**やること:**
1. アートと環境についての記事のうち、「フランク・シュバルバ・ホッツ」から「した。なんでだと思いますか?」までの部分を、一字一句変えずに書き写す。
2. アートと環境についての記事で、ホッツ氏が前欧州議員として所属していた政党はどこか。
3. アートの価値をめぐるホッツ氏の発言を収めた記事を、最後の文のあとから書き継ぐ。

**記事:**
= = = = =
Report

TOP > Report > Creative Café Vol.05 サステナブルな未来を思考する ~科学とアートから見る環境と社会:ヨーロッパからの報告 2/3

Creative Café Vol.05 サステナブルな未来を思考する ~科学とアートから見る環境と社会:ヨーロッパからの報告 2/3pict

2010.04.06

フランク・シュバルバ・ホッツ
ドイツ緑の党、前欧州議員。現コンサルタント、環境/人権問題スペシャリスト


司会        野原佳代子
ファシリテーター トム・ホープ
           津田広志

特別参加
伊賀健一 東京工業大学学長

1000個の風力発電 1000個のアート
20091218_CC05_4.JPGホッツ:もう一つお話ししたいことは、「アートってなんなの?」と、アートの価値とは何かということを考えることです。ここにいらっしゃるのはエンジニアの方が多いと思います。また科学者でいらっしゃいますね。そして、そのやっていることに誇りを持っていると思います。ただ、人類が生まれてから、常にアートというものはありました。なんでだと思いますか? 
科学者は、何かを発明したり開発するために必要です。じゃあ芸術家はどうなんでしょうか? たとえば、彫刻とか、劇とか、文学とか、そういったものを生み出します。人間を見ていくと、たとえば銀とか金とか銀行口座とか、またそれ以上も必要です。たとえば愛とか、思いやる心とかが。人というのは非常に深いそういった欲望の必要性があるんです。
= = = = =
**利用できるデータ:**
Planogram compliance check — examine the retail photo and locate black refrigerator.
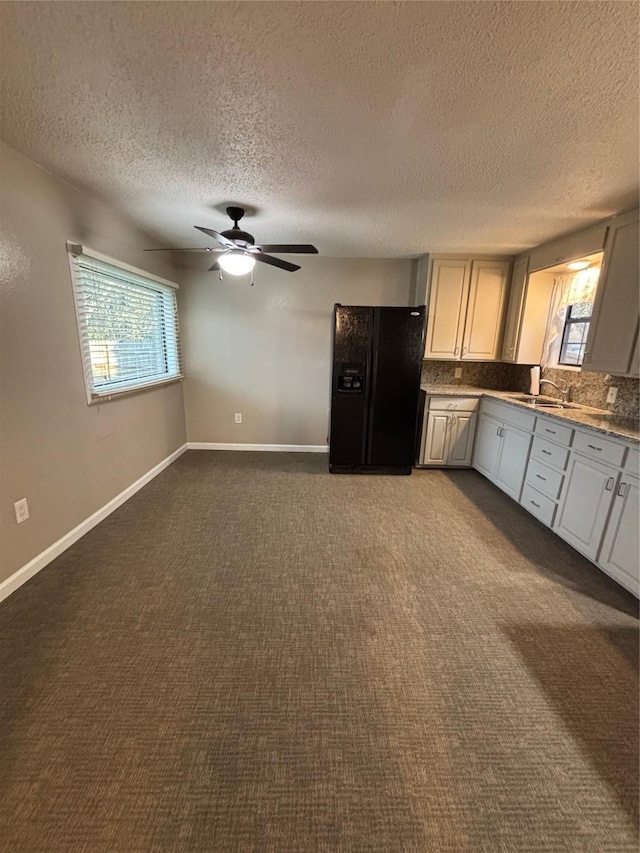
[329,304,426,474]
= = = = =
**回答:**
1.
フランク・シュバルバ・ホッツ
ドイツ緑の党、前欧州議員。現コンサルタント、環境/人権問題スペシャリスト


司会        野原佳代子
ファシリテーター トム・ホープ
           津田広志

特別参加
伊賀健一 東京工業大学学長

1000個の風力発電 1000個のアート
20091218_CC05_4.JPGホッツ:もう一つお話ししたいことは、「アートってなんなの?」と、アートの価値とは何かということを考えることです。ここにいらっしゃるのはエンジニアの方が多いと思います。また科学者でいらっしゃいますね。そして、そのやっていることに誇りを持っていると思います。ただ、人類が生まれてから、常にアートというものはありました。なんでだと思いますか?

2. ドイツ緑の党。

3.
つまり何か芸術的なものが必要なんです。それがあって完全になれると。なにか劇を見るとします。そして笑います。そうすると心が洗われる。悲劇的な劇を見て泣いたとしても、心を洗ってくれる。人間というのは、芸術がなければ存在できないのです。
 
最後、サイエンスとエネルギーということに関して、日本についての意見をお伝えしたいと思います。ドイツは世界でもナンバーワンと自負する風力発電、そして太陽光発電というもののパイオニアであります。原子力発電25基に相当する量の発電を、次世代エネルギー源として得ようとしています。
でも、風力発電は、まだ日本にはあまり見られませんよね。それは非常に目立つもので、色は主に白いです。もし私が日本の経済省の長官だったら、文化省の大臣に働きかけて、1000個の風力発電の1基1基に、アーティストによって好きにデザインさせるということをしますね。それも漢字で。想像してみて下さい。そこに1000個の漢字を皆さんは見るのです。日本国中に1000個の風力発電のターヴィンみたいのがあって、それぞれが一つの一つの漢字と結びついている。
 
日本国中にこういった、人を寄せ付ける観光資源というものが出来上がるんですね。それぞれが一つ一つのアイデンティティを持っていて、その1,個は多様性を表す。そして集団として人々を寄せ付けるものになると思います。これが一つの大きなプロジェクトの作品になるわけです。

世界の終わりについて
20091218_CC05_3.JPGホッツ:世界の終わりということについて、ちょっと述べたいと思います。「このまま私たちがこういった生活を続ければ、エネルギーを消費しつくし、もう世の中は終わってしまう」というようなことが言われます。昔からノアの箱船の話もそうですし、ノストラダムスの大予言も、人類への警告としてですね、将来の暗澹たる姿を警告として使っています。
もう一つは気候変動ですね。ガソリン、ガスとかに含まれた炭素を燃やされてしまったときにそれが空中に放出されてしまうと、非常に大きな温暖化の影響を与えると。 
二つ目は水の問題ですね。ヒマラヤ、チベットなどのアジアの中央の山の上の氷は、予測以上の速さで溶けていくと言われています。そこにいる人口が、世界の半分にもなるわけですね。氷が足りなくなれば、水の難民というものが、非常に大きな規模で生まれてしまうわけです。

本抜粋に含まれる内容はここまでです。